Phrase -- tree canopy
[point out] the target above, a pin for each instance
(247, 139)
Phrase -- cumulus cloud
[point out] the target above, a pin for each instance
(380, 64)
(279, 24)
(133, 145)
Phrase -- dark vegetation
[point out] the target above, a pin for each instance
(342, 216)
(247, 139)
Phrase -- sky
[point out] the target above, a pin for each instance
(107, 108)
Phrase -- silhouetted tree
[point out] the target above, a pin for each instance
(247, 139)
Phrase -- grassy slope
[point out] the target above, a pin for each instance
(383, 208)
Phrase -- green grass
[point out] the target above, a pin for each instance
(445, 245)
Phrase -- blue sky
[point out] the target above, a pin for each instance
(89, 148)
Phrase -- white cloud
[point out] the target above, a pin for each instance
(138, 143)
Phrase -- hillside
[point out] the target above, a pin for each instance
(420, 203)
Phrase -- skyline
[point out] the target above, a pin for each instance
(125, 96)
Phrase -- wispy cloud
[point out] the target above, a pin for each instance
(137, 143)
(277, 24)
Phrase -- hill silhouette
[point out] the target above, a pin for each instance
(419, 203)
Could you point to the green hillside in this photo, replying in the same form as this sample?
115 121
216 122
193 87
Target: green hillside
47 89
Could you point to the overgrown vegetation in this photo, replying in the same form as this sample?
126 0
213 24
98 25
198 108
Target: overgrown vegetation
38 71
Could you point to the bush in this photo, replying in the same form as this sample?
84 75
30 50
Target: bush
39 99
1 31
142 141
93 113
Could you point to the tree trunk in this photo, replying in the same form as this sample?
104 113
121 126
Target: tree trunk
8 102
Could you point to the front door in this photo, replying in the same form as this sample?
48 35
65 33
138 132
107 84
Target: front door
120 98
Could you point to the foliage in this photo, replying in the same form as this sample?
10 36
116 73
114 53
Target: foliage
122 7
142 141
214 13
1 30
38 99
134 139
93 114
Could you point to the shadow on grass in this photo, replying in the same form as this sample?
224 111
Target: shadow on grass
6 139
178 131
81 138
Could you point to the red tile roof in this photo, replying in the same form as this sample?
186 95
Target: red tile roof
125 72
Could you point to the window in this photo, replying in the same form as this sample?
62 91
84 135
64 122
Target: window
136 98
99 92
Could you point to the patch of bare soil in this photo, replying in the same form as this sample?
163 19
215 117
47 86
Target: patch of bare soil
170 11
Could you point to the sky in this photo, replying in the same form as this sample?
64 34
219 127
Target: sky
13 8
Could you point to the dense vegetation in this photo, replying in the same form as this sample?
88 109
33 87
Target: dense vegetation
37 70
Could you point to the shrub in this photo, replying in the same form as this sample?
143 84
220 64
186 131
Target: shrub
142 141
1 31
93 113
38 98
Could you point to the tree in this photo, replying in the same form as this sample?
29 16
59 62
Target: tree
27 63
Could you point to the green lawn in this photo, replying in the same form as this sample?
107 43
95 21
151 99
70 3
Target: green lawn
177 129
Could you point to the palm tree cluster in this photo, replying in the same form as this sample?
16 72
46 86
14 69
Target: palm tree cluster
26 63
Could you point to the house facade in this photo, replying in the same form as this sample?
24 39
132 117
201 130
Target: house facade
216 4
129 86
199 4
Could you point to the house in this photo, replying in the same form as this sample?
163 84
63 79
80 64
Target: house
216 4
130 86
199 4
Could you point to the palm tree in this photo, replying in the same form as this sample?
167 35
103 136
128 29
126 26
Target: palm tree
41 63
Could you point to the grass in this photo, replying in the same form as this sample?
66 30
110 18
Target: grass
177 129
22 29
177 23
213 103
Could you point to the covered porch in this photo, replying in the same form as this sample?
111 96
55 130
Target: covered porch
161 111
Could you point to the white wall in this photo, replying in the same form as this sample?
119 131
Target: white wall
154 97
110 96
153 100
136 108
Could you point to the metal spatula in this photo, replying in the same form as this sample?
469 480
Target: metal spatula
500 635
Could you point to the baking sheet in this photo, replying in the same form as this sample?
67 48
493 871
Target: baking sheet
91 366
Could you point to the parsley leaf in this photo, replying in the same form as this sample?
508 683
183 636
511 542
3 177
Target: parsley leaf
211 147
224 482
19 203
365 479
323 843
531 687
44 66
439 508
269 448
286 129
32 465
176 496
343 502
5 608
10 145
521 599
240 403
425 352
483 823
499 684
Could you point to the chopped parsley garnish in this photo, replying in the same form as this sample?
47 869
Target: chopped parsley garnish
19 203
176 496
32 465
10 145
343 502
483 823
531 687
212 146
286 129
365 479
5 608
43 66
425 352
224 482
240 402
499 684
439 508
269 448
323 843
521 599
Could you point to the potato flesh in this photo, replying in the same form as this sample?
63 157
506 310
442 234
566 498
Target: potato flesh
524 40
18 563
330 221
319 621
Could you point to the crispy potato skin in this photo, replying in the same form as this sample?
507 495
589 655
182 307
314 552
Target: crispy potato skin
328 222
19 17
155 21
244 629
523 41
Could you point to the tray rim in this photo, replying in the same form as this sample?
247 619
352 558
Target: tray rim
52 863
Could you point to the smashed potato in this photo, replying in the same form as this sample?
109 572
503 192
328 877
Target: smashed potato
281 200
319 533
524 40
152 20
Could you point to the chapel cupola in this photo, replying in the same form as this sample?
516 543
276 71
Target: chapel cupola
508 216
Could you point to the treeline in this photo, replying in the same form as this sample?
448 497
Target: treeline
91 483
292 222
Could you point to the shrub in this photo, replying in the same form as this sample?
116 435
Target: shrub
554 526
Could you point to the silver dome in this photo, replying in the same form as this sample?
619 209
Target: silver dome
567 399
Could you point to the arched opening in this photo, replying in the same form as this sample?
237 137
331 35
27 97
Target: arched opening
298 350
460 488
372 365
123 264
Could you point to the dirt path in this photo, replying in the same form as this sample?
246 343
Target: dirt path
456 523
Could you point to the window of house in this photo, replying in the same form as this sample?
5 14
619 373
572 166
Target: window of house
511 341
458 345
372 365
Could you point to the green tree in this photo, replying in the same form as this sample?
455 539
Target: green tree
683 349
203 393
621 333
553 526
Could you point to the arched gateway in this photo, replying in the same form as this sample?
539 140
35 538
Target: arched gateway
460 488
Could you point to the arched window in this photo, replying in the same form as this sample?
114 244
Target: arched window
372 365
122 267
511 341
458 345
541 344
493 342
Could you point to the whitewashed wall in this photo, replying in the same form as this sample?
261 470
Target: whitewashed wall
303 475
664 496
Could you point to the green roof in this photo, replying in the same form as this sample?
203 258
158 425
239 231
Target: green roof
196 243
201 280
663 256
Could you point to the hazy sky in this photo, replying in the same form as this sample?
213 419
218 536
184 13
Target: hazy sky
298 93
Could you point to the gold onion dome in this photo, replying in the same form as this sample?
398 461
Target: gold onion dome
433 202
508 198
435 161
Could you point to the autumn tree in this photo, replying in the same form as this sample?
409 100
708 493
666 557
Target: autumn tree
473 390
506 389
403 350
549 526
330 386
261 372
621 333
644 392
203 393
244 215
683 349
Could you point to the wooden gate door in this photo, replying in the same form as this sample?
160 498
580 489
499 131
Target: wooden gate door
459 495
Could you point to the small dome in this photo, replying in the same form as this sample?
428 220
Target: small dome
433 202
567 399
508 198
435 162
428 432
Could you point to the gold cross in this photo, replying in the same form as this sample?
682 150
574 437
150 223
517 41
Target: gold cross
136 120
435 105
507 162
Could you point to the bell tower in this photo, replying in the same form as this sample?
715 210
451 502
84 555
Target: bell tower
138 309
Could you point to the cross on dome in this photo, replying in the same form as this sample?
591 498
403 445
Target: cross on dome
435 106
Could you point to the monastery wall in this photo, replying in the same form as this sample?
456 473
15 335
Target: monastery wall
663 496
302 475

** Brief **
For this task, retype the material exactly, line for line.

** Problem solution **
Phrase -- tree canopy
[point out] the target above, a pin for each instance
(247, 139)
Phrase -- cumulus cloud
[point out] the target above, a pin for each instance
(380, 64)
(279, 24)
(133, 145)
Phrase -- dark vegetation
[point out] the target above, a pin for each instance
(342, 216)
(247, 139)
Phrase -- sky
[point out] the target above, a pin for each instance
(107, 108)
Phrase -- silhouetted tree
[point out] the target above, a pin for each instance
(247, 139)
Phrase -- grassy slope
[point out] the target above, a pin for each instance
(383, 208)
Phrase -- green grass
[point out] the target above, a pin for each instance
(445, 245)
Phrase -- blue sky
[point out] the target above, a pin for each instance
(89, 148)
Phrase -- white cloud
[point out] the target above, a pin for each instance
(138, 143)
Phrase -- hillside
[point out] the target above, a pin for each instance
(420, 203)
Phrase -- skyline
[point out] the target above, a pin for each instance
(125, 96)
Phrase -- wispy cloud
[point out] the target above, a pin for each instance
(137, 143)
(277, 24)
Phrase -- hill silhouette
[point out] the target above, a pin for each instance
(419, 203)
Could you point to the green hillside in this photo, replying in the same form as this sample?
115 121
216 122
193 87
Target: green hillside
47 89
Could you point to the overgrown vegetation in this photo, replying in the same form as this sample?
126 0
213 24
98 25
198 108
Target: overgrown vegetation
38 71
Could you point to the bush in this photo, replying in the same form as this sample?
84 75
30 50
Target: bush
39 99
1 31
142 141
93 113
Could you point to the tree trunk in this photo, replying in the same form as this sample?
104 113
121 126
Target: tree trunk
8 102
Could you point to the front door in this photo, replying in the same form as this sample?
48 35
65 33
138 132
107 84
Target: front door
120 98
Could you point to the foliage in this photo, replying in the same form as this sample?
10 36
116 73
114 53
Target: foliage
122 7
142 141
214 13
1 30
38 99
134 139
93 114
Could you point to the shadow on grass in this photo, replying in the same form as this sample?
224 111
Target: shadow on grass
6 139
178 131
81 138
Could you point to the red tile roof in this photo, replying in the same form as this sample?
186 95
Target: red tile roof
125 72
Could you point to the window in this photo, replying in the same form as this sample?
62 91
84 135
64 122
Target: window
136 98
99 92
Could you point to the patch of bare soil in this photo, replying in the same form as this sample?
163 19
215 117
47 86
Target: patch of bare soil
170 11
Could you point to the sky in this photo, replying in the same form as this sample?
64 34
219 127
Target: sky
13 8
Could you point to the dense vegetation in this photo, replying in the same form as this sample?
88 109
33 87
Target: dense vegetation
37 70
Could you point to the shrub in this photo, replying in the same form as this sample?
143 84
220 64
186 131
Target: shrub
142 141
1 31
93 113
38 98
Could you point to the tree in this photo, replying in the same form as this sample?
29 16
59 62
Target: tree
27 63
Could you point to the green lawn in this photo, replying in the same form as this sample?
107 43
95 21
151 99
70 3
Target: green lawn
177 129
Could you point to the palm tree cluster in this photo, replying in the same form as this sample?
16 72
46 86
14 69
Target: palm tree cluster
26 63
Could you point to the house facade in this photo, replying in the same form as this sample?
24 39
132 117
201 130
Target: house facade
216 4
129 86
199 4
Could you point to the house in this photo, replying in the same form as this sample?
163 84
63 79
80 64
Target: house
216 4
130 86
199 4
Could you point to the palm tree in this photo, replying in the same form as this sample?
167 35
103 136
128 29
126 26
Target: palm tree
41 63
Could you point to the grass in this photo, replying in the same form as this sample?
66 30
110 18
Target: grass
177 129
22 29
177 23
213 103
Could you point to the covered porch in this photo, replying in the same form as this sample?
111 96
55 130
Target: covered porch
161 111
Could you point to the white wall in this photo, replying in the same form as this sample?
119 131
Target: white wall
154 97
110 96
153 100
136 108
Could you point to the metal spatula in this photo, replying in the same form as this sample?
469 480
Target: metal spatula
500 635
Could you point to the baking sheet in this photo, replying in the same form as this sample?
67 48
493 871
Target: baking sheet
91 366
Could you point to the parsley leaf in this photo, replying in the same form as this sample?
508 683
183 636
511 542
3 177
Target: parsley leaf
211 147
224 482
19 203
365 479
323 843
531 687
44 66
439 508
269 448
286 129
32 465
176 496
343 502
5 608
10 145
521 599
240 403
425 352
483 823
499 684
Could you point to the chopped parsley garnish in this photo, replying in the same form as this sample?
47 869
Target: chopped parsley garnish
19 203
176 496
32 465
10 145
343 502
483 823
531 687
212 146
286 129
365 479
5 608
43 66
425 352
224 482
240 402
499 684
439 508
269 448
323 843
521 599
Could you point to the potato flesh in this photo, replying in the same form as this sample?
63 157
506 310
442 234
566 498
Target: potato flesh
524 40
18 563
330 221
319 621
Could you point to the crispy potato skin in this photo, replying in the same form as this sample?
507 495
589 655
182 307
314 552
Target: crispy potato skin
328 222
19 17
155 21
244 629
523 41
Could you point to the tray rim in this photo, replying in the same form as this sample?
247 619
352 558
Target: tray rim
52 863
Could you point to the smashed potato in this photo, replying in the same form as this sample?
109 572
503 192
328 877
Target: smashed potato
281 200
319 533
524 40
152 20
Could you point to the chapel cupola in this photo, replying in the same form as this sample?
516 543
276 71
Target: chapel cupola
508 216
Could you point to the treeline in this photo, replying in the same form as this sample?
448 497
Target: treeline
91 483
292 222
Could you point to the shrub in this photo, replying in the same form as this sample?
116 435
Target: shrub
554 526
Could you point to the silver dome in this photo, replying in the same form as this sample?
619 209
Target: silver dome
567 399
Could you point to the arched opening in this photo, replying in the same form as this sample?
237 137
331 35
27 97
Target: arched opening
298 350
460 488
372 365
123 264
Could you point to the dirt path in this photo, replying in the same form as this sample?
246 343
Target: dirt path
456 523
Could you point to the window of house in this photo, replying in the same form as this sample?
5 14
619 373
572 166
Target: window of house
511 341
458 345
372 365
Could you point to the green tree in this photo, replying in the same form as this sample?
455 539
Target: green tree
683 349
203 393
621 333
553 526
Could you point to the arched gateway in this photo, replying in the same form as this sample?
539 140
35 538
Target: arched gateway
460 488
Could you point to the arched window in this photo, replying in the same form as this sample?
114 244
Target: arched window
372 365
122 267
511 341
458 345
541 344
493 342
Could you point to the whitewashed wall in this photo, replying in the same form as this sample?
261 470
Target: whitewashed wall
303 475
664 496
Could you point to the green roof in this photo, replying in the same form as this sample?
203 258
158 425
239 231
Target: green roof
196 243
201 280
663 256
Could you point to the hazy sky in this photo, replying in the same form as this sample?
213 419
218 536
184 13
Target: hazy sky
298 93
Could you point to the gold onion dome in this photo, replying in the same form as this sample?
398 461
Target: gold onion dome
433 202
508 198
435 161
Could you point to the autumn tree in this photo, replying in the same form as this sample?
409 100
708 493
666 557
Target: autumn tree
473 390
506 389
403 350
549 526
330 386
261 372
621 333
644 392
203 393
244 215
683 349
Could you point to the wooden gate door in this photo, replying in the same form as this sample?
160 498
580 489
499 131
Target: wooden gate door
459 495
Could you point to the small dome in this photo, replying in the same form as this sample?
428 220
Target: small dome
433 202
567 399
508 198
435 162
428 432
Could you point to the gold cross in this photo, replying in the same form as this sample?
682 150
574 437
150 223
517 41
Target: gold cross
136 120
435 105
507 162
Could you point to the bell tower in this photo, replying in the same form as this sample?
715 210
451 502
84 555
Target: bell tower
138 309
Could you point to the cross on dome in this photo, replying in the same form as this sample?
591 498
403 445
Target: cross on dome
435 106
Could you point to the monastery wall in this photo, replying in the same form as this sample?
456 473
15 335
Target: monastery wall
663 496
302 475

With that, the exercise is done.